Stated goal:
Return only this: the line with "Exercise. Point out the utility" and all the lines that follow it below, through the final one, exactly as they are.

Dataset rows on where objects appear:
• • • • • • •
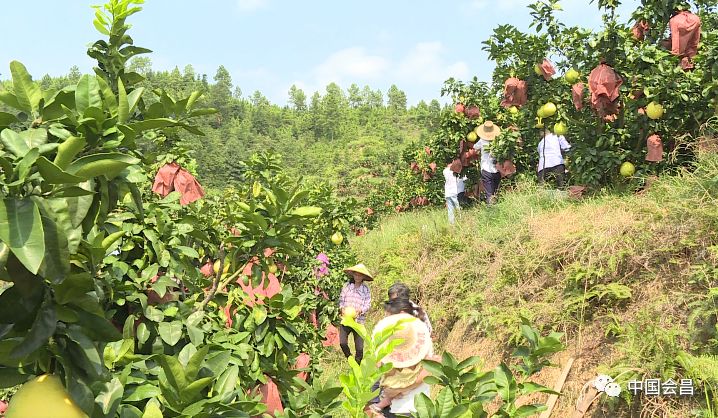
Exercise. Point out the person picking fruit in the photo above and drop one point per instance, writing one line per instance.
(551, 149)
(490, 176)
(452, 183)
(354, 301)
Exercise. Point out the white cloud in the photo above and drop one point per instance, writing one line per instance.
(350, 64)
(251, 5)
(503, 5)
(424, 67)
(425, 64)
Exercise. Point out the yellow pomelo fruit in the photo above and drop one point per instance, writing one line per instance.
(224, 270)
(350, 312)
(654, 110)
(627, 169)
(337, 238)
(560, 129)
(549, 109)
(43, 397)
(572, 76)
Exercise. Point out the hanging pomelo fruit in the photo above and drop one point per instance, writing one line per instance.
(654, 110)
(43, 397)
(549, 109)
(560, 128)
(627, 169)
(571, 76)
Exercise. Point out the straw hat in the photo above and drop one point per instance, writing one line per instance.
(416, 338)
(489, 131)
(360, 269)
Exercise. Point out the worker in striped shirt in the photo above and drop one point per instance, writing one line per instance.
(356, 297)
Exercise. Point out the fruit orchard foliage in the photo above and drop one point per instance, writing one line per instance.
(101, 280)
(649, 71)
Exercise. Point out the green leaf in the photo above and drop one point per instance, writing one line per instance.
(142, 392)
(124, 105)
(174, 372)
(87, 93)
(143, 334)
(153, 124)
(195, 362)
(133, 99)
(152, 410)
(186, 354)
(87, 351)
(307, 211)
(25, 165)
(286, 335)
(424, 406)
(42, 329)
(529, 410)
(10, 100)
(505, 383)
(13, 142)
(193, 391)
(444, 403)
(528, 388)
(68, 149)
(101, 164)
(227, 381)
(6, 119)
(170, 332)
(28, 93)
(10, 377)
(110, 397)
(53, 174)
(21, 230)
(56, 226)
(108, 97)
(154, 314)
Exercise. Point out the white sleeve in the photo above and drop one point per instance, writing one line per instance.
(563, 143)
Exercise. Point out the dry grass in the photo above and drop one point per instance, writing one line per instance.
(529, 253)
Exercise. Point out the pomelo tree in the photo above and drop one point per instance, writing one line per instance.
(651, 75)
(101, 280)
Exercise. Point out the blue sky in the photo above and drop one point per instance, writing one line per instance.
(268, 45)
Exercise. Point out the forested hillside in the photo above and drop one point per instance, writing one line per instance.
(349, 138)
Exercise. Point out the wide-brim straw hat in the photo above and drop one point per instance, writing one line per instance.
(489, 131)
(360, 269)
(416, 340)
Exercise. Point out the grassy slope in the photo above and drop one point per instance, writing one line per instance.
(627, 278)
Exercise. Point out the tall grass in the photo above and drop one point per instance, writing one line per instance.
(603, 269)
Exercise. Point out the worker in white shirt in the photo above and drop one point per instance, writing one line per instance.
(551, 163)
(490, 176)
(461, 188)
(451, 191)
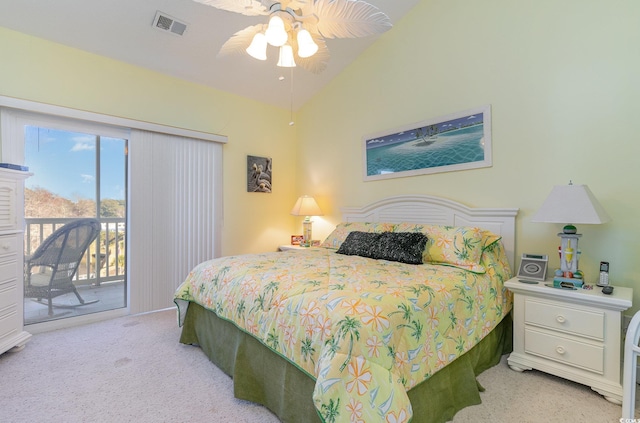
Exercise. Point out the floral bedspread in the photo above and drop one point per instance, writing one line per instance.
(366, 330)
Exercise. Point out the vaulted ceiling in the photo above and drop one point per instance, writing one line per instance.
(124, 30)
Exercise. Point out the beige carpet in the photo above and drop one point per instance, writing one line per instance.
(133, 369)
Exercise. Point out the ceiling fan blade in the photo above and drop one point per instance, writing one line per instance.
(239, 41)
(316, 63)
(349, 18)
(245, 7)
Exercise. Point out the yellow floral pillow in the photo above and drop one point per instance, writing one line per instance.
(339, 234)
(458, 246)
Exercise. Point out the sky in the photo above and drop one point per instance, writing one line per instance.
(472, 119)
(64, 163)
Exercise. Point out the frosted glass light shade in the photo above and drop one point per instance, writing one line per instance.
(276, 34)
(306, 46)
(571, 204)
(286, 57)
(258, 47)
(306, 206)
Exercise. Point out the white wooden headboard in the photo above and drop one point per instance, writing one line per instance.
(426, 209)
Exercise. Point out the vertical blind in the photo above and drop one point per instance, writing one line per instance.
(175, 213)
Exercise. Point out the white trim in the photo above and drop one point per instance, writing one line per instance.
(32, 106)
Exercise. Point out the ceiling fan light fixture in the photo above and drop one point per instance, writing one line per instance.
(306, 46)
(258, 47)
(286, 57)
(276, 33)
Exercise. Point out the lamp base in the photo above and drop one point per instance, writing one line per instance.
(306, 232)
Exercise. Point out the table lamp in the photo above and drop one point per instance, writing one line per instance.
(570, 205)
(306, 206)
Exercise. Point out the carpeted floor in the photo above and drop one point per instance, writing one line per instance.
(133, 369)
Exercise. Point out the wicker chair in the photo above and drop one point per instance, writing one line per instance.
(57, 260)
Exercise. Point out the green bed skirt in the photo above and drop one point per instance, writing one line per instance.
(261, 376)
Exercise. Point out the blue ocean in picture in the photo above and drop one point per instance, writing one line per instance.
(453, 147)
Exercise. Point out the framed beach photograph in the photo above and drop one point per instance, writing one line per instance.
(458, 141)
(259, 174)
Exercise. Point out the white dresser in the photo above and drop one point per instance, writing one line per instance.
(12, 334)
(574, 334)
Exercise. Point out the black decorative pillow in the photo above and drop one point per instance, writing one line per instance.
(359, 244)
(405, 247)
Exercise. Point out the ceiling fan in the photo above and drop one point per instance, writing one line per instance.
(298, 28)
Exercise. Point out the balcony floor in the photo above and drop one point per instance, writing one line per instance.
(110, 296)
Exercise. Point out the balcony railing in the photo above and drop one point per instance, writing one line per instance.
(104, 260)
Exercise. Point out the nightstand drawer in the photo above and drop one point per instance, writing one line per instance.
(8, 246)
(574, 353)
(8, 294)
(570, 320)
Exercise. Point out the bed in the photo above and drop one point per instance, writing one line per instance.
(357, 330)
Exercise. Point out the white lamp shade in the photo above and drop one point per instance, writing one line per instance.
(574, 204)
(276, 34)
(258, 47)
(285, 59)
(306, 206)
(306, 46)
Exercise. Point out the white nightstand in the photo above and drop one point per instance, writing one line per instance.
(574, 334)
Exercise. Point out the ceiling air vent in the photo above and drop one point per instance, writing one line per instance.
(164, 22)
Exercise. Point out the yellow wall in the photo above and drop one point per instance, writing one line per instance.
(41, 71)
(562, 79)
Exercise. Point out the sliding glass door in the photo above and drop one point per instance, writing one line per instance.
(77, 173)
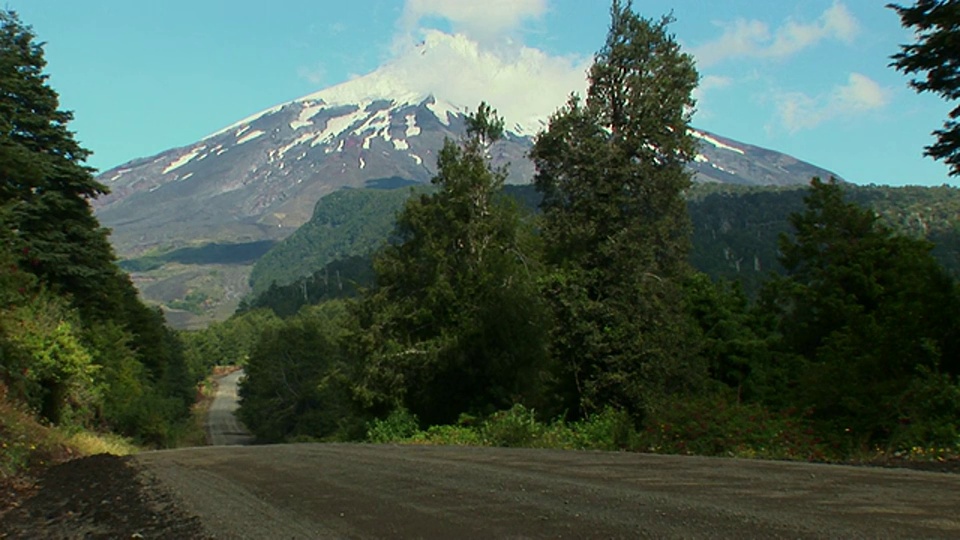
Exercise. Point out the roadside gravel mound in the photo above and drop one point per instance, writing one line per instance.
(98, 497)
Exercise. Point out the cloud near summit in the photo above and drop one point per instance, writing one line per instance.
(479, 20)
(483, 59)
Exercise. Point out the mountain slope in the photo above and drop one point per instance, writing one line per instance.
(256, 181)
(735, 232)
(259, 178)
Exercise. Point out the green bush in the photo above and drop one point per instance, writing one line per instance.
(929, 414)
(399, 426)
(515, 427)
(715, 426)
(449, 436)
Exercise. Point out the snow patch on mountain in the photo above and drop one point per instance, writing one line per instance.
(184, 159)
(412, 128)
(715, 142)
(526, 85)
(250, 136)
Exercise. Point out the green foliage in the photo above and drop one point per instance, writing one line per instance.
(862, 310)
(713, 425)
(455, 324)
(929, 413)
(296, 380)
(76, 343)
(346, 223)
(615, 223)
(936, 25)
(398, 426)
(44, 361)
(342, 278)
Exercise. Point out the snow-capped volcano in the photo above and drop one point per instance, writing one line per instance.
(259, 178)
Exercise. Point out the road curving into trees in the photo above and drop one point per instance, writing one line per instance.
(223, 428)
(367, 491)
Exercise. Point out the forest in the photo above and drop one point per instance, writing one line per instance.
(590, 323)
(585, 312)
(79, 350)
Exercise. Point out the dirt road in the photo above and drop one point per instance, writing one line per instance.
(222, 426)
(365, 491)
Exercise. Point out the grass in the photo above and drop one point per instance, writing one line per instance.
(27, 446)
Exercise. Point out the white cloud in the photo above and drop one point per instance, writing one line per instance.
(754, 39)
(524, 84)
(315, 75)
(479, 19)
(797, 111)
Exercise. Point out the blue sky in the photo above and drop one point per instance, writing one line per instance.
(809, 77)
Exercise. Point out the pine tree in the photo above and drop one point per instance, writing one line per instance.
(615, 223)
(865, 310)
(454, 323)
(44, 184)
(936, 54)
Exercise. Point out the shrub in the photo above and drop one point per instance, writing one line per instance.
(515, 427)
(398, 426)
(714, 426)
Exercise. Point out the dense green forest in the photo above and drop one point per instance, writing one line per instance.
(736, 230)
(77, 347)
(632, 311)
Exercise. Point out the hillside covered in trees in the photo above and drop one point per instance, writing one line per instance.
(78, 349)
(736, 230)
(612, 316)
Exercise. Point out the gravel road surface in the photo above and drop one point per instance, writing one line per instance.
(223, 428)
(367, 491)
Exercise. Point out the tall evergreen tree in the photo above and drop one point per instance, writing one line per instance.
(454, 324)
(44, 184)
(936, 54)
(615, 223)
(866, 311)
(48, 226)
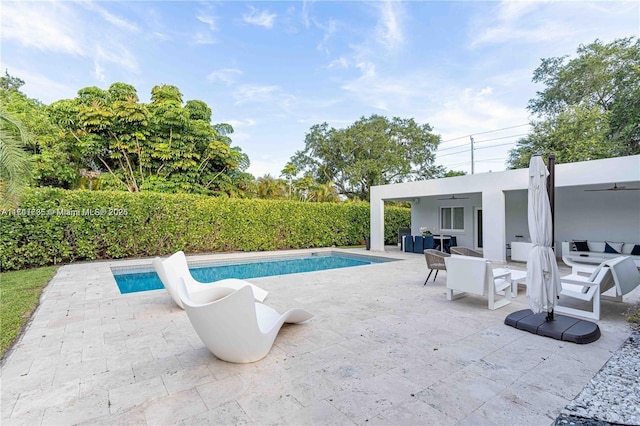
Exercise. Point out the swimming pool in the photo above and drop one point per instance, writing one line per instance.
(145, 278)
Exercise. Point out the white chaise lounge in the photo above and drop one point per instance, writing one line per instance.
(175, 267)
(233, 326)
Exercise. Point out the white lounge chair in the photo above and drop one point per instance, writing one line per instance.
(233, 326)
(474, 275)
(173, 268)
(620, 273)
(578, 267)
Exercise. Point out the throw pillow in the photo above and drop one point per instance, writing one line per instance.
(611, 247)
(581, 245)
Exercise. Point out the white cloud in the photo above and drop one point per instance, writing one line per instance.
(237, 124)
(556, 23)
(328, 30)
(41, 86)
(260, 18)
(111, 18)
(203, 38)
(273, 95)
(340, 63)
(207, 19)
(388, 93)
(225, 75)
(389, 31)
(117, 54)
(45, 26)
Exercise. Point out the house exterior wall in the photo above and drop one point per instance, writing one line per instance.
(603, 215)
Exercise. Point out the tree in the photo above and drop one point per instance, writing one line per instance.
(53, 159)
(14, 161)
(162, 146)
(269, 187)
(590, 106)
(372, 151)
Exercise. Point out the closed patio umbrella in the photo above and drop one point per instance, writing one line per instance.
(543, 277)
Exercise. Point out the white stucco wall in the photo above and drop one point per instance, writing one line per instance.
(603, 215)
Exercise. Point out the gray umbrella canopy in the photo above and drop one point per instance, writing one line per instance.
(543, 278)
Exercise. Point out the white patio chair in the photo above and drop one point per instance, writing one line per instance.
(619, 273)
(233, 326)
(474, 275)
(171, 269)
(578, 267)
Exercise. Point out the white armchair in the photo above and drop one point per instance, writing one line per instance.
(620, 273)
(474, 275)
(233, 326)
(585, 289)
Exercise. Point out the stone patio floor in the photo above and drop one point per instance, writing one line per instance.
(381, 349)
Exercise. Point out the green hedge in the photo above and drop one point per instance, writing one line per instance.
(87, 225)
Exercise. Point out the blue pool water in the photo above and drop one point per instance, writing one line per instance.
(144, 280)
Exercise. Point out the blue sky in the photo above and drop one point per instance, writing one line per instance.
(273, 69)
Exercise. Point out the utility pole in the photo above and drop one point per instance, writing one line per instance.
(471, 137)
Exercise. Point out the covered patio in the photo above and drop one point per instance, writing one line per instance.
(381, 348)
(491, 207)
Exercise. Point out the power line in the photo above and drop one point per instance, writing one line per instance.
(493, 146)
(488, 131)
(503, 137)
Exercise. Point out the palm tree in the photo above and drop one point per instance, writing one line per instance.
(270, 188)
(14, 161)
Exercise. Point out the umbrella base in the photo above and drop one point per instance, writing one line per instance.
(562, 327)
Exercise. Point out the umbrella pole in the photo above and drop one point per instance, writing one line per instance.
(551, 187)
• • • • • • •
Answer:
Exercise. Point out the utility pole in the photo above and drop one point per instance, writing one line per instance.
(471, 137)
Exercise. Point out the covered patio in the photo above and drop one point per instance, writing one line per instance.
(381, 348)
(491, 207)
Exercise. Point out the power line in the photo above and drop one point per instance, writing one line per instance.
(493, 146)
(488, 131)
(503, 137)
Exercise. Point out the palm tree in the photo above and drop one point per instance, writing one line per instance.
(270, 188)
(14, 161)
Exercise. Point out the umbrella base in the photo above and drop one point per instance, writing one line per instance.
(562, 327)
Exercise. Point out the umbrella pole in the photo above and drop one point per instance, writing one line per instance.
(551, 187)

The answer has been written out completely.